* **Task**:
Identify each line in the items below that contains the word "dump", and copy every such line.

┌──

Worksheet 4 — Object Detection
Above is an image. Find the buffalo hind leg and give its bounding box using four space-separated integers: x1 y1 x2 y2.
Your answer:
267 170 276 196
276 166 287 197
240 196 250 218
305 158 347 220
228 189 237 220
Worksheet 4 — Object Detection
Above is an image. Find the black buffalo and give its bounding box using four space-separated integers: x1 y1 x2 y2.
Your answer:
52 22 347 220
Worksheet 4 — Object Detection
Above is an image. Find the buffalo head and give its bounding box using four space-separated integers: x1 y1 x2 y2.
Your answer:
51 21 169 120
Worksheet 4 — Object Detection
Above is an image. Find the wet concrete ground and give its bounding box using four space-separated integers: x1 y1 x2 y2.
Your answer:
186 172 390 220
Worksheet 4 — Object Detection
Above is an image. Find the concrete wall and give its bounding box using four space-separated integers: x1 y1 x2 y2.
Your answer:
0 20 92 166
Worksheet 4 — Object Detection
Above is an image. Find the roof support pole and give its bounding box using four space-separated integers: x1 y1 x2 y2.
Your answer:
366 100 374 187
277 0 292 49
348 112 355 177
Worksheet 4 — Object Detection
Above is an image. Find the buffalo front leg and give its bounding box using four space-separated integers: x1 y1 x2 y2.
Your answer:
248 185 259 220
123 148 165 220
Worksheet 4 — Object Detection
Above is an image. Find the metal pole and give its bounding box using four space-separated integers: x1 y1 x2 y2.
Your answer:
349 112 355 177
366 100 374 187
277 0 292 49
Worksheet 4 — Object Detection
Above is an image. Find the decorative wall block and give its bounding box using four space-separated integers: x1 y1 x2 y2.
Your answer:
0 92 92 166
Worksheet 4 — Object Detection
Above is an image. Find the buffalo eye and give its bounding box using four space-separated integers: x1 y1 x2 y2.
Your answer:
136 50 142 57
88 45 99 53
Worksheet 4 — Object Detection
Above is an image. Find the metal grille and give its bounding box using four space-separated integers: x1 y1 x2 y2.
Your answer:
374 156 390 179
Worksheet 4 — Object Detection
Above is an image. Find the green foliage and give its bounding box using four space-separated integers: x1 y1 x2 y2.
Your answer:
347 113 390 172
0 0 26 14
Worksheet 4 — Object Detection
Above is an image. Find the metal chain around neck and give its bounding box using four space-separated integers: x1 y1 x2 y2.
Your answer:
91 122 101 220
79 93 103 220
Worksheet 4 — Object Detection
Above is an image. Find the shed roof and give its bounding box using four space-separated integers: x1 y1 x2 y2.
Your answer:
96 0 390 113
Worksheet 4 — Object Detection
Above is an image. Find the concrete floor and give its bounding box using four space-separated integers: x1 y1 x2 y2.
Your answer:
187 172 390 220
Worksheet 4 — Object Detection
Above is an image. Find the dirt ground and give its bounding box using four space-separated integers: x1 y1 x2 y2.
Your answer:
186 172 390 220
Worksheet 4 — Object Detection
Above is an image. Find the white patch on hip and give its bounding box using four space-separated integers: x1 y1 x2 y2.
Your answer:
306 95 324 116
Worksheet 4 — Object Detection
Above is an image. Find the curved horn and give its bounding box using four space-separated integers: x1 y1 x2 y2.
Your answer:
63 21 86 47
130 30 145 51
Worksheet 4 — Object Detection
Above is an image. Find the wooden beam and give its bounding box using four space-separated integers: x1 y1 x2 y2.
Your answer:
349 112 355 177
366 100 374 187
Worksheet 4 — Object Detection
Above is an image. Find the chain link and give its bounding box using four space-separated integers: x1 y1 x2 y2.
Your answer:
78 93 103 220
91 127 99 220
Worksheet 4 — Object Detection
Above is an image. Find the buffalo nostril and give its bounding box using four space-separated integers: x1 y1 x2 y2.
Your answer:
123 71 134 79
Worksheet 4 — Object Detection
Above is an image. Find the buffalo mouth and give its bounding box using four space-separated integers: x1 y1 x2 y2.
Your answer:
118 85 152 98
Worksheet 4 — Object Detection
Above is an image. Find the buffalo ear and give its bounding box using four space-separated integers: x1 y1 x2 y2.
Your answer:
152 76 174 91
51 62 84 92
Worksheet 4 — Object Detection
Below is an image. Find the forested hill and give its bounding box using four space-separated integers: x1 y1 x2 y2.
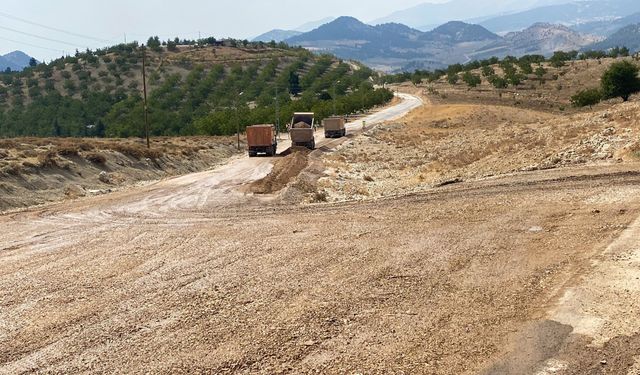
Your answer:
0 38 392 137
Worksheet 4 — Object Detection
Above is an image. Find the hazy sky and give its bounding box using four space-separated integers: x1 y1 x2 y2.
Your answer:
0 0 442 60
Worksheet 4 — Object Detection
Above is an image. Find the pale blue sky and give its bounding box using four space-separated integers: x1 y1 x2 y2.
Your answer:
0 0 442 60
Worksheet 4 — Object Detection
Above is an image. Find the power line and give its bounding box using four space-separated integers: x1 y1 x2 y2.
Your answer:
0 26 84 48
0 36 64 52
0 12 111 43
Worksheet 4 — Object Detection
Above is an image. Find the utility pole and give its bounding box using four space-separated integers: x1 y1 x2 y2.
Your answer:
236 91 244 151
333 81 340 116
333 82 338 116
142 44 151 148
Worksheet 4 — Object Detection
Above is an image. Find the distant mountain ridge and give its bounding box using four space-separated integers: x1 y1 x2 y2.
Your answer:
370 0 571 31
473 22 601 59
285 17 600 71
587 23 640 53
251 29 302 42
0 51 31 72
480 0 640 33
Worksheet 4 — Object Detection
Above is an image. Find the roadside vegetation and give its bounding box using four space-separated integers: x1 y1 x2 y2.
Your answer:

└──
┌──

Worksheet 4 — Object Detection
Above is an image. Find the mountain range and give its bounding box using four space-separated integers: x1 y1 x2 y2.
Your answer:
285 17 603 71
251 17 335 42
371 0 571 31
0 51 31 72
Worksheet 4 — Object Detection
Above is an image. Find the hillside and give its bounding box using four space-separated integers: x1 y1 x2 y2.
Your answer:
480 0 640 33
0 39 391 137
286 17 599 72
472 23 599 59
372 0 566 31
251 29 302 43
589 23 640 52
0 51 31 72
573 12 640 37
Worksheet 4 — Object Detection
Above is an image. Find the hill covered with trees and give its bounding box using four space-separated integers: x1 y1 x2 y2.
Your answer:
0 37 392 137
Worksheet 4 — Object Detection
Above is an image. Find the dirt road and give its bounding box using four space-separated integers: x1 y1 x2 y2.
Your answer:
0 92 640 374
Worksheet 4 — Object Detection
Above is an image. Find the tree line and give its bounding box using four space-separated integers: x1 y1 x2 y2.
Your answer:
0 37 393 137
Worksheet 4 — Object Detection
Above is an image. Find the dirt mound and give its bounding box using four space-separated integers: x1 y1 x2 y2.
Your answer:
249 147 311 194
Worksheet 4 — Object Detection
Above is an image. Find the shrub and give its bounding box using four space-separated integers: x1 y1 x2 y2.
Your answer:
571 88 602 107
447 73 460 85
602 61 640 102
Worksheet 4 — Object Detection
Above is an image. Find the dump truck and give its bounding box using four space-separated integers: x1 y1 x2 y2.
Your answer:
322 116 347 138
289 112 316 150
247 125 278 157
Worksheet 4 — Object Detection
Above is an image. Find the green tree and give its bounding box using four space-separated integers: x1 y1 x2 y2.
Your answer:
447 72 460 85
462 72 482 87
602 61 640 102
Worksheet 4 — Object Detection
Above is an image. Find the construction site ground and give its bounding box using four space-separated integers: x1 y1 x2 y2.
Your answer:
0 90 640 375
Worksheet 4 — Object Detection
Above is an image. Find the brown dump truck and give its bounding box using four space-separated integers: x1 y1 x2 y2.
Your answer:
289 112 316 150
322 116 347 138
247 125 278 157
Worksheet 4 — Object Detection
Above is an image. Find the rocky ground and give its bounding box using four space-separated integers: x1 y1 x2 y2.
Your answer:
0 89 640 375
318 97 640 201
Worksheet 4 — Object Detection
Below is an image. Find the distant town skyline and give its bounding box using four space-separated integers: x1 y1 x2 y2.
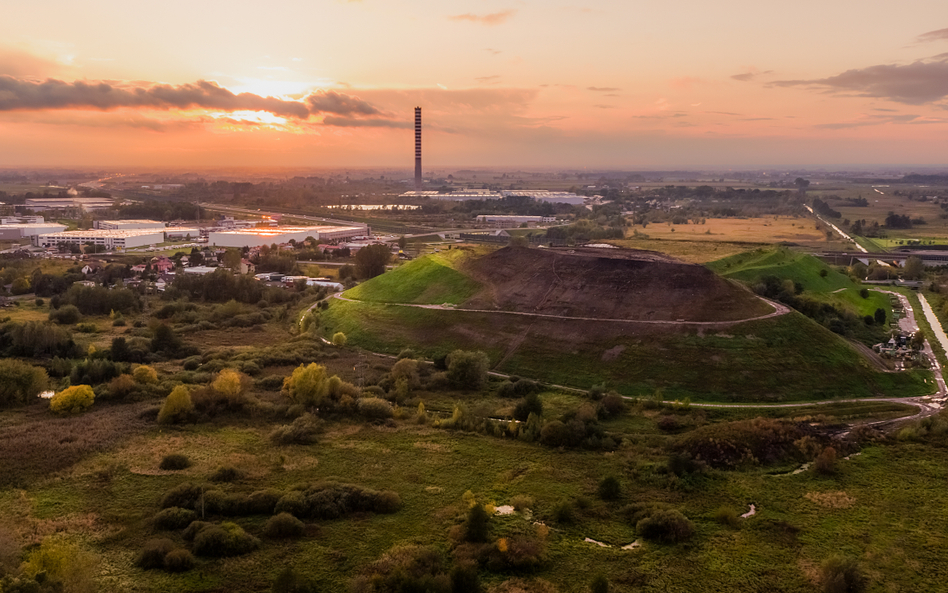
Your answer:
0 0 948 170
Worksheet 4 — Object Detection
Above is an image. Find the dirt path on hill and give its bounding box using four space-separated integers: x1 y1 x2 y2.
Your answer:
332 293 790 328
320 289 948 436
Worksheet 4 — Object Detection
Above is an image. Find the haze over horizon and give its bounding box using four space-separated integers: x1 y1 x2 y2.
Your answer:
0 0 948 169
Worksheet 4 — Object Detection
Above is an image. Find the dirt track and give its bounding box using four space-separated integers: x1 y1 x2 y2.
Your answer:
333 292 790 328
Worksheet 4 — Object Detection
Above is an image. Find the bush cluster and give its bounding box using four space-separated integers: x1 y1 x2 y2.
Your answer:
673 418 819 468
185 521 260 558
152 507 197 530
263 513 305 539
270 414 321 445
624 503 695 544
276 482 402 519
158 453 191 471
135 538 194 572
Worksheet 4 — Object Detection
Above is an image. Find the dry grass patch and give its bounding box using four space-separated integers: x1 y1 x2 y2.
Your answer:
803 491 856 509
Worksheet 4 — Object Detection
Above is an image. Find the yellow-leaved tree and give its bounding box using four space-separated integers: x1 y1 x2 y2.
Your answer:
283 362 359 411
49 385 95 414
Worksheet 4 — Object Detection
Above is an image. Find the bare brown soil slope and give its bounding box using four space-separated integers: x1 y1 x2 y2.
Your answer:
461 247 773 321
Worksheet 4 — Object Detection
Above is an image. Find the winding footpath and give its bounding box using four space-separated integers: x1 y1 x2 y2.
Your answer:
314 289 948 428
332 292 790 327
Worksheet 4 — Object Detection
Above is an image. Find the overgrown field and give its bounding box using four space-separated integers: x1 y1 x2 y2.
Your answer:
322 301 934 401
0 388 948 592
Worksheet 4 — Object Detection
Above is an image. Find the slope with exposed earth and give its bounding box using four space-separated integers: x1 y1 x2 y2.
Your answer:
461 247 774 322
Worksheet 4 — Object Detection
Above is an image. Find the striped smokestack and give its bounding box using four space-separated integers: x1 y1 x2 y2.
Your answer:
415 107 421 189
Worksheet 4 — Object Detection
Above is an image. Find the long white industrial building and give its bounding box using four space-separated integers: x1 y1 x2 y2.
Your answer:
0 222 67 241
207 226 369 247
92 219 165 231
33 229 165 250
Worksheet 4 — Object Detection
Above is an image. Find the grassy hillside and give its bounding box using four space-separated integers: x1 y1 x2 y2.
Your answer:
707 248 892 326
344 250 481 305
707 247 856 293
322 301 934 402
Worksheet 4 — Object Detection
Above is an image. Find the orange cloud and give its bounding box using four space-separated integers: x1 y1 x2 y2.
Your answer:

└──
┌──

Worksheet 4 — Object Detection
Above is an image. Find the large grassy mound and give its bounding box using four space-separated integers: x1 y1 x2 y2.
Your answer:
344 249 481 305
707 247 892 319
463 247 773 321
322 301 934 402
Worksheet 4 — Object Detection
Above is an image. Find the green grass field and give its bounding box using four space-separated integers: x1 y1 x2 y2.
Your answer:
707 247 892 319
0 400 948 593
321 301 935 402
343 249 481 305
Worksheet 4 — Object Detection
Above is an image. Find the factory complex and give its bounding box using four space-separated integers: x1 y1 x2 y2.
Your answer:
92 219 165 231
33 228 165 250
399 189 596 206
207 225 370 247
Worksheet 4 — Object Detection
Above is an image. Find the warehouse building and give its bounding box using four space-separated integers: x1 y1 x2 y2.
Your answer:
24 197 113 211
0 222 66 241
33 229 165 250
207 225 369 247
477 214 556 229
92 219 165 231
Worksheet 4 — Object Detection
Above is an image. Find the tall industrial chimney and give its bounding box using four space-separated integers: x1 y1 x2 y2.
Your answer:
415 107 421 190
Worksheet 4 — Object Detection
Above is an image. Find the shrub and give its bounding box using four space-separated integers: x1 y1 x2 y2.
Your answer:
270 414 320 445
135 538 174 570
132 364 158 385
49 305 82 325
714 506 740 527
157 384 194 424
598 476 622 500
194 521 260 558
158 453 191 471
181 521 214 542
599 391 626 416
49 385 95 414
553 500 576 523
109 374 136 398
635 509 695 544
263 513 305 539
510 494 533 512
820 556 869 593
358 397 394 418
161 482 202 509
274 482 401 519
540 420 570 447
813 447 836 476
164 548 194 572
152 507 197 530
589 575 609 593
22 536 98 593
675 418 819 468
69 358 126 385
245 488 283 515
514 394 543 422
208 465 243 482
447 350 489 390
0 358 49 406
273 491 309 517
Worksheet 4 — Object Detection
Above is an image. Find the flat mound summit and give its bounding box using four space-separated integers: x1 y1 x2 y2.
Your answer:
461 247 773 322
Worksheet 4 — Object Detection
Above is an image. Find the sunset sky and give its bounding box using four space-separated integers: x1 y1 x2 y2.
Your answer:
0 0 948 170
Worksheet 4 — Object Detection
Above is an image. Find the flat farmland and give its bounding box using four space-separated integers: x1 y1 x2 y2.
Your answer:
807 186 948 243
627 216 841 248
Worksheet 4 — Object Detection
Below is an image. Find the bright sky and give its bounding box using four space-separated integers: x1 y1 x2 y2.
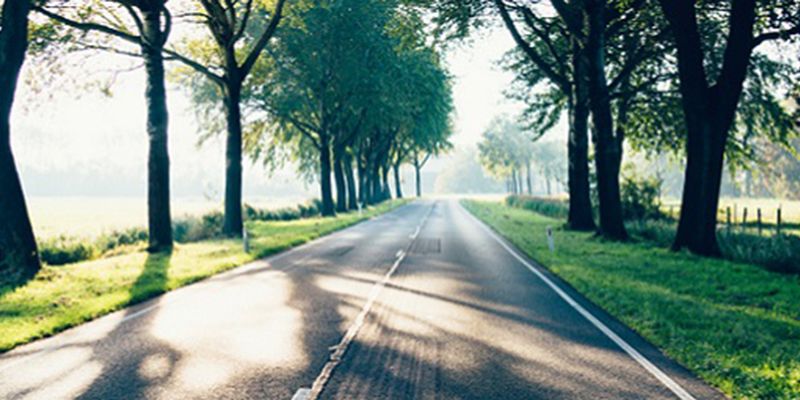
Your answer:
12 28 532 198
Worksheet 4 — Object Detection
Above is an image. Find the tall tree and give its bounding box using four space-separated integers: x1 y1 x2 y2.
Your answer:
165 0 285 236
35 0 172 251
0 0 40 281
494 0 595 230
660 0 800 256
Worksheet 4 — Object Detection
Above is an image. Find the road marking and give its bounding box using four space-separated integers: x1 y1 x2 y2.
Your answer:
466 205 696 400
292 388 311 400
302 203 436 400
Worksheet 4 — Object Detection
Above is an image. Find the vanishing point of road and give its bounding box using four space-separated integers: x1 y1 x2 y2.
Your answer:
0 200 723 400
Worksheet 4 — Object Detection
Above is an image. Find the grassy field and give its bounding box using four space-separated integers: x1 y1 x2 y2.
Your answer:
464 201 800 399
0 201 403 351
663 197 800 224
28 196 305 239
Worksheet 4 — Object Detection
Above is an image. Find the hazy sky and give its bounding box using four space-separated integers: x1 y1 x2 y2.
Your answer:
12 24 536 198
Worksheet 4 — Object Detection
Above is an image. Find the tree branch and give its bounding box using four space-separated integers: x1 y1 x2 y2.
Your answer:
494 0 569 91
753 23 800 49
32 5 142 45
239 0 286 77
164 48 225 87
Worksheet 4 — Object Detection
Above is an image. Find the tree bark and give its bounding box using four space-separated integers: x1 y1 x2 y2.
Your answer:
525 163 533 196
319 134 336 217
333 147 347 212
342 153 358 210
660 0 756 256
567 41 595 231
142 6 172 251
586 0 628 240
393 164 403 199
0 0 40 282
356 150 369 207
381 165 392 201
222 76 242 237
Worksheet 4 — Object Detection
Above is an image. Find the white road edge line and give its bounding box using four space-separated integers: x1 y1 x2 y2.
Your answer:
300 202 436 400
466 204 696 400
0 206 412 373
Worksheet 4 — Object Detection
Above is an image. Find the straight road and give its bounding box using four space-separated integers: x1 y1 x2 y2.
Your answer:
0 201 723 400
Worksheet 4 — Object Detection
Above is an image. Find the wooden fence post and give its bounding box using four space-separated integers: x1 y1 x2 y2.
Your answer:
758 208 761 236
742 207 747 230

└──

* **Output**:
Above is an image. Find the dump truck and give its bounding box using four space-separated integers: x1 y1 x2 y2.
Above is an image. Find the brown dump truck and give its bounding box using four space-separated integers: x1 y1 x2 y2.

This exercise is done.